Hoever is het kabinet gevorderd met de selectie van gemeentelijke kredietbanken, die bij de uitvoering van de schuldsaneringsregeling zullen worden betrokken? Wat zijn de criteria bij deze selectie?

Is de evaluatie van de experimenten van het ministerie van Sociale Zaken en Werkgelegenheid al gereed? In het nader voorlopig verslag wordt gemeld dat de evaluatie naar verwachting in april 1998 aan de Staten-Generaal zal worden aangeboden. De leden van de CDA-fractie zeiden gaarne zo spoedig mogelijk een exemplaar van het evaluatierapport te zullen ontvangen.

Vertrouwende dat deze vragen tijdig zullen worden beantwoord, acht de commissie de openbare beraadslaging over het onderhavige wetsvoorstel voldoende voorbereid.

====

OPDRACHTEN |
A: Vertaal deze zin uit de tekst over de schuldsaneringsregeling in het Engels: "De leden van de CDA-fractie zeiden gaarne zo spoedig mogelijk een exemplaar van het evaluatierapport te zullen ontvangen."
B: Wanneer zou de evaluatie volgens de tekst over de schuldsaneringsregeling naar verwachting aan de Staten-Generaal worden aangeboden?
C: Pak de tekst over de schuldsaneringsregeling op na de laatste zin en schrijf hem verder.
De lijst is apart materiaal en staat los van de tekst over de schuldsaneringsregeling.

VERZAMELD MATERIAAL |
====

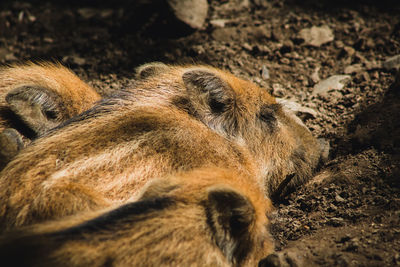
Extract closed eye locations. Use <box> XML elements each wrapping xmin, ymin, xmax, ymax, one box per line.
<box><xmin>258</xmin><ymin>104</ymin><xmax>279</xmax><ymax>124</ymax></box>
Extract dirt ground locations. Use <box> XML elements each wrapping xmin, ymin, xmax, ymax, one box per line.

====

VERWACHTE ANTWOORDEN |
A: The members of the CDA parliamentary group said they would like to receive a copy of the evaluation report as soon as possible.

B: In april 1998.

C:
* Het gewijzigd voorstel van wet is gedrukt onder EK nr. 301, vergaderjaar 1997–1998.

De voorzitter van de commissie,

Heijne Makkreel

De griffier van de commissie,

Hordijk


XNoot
1

Samenstelling: Heijne Makkreel (VVD) (voorzitter), Talsma (VVD), Glasz (CDA), Michiels van Kessenich-Hoogendam (CDA), Holdijk (SGP), Vrisekoop (D66), Pitstra (GL), Le Poole (PvdA), Meeter (PvdA), De Wit (SP), Hirsch Ballin (CDA), De Haze Winkelman (VVD).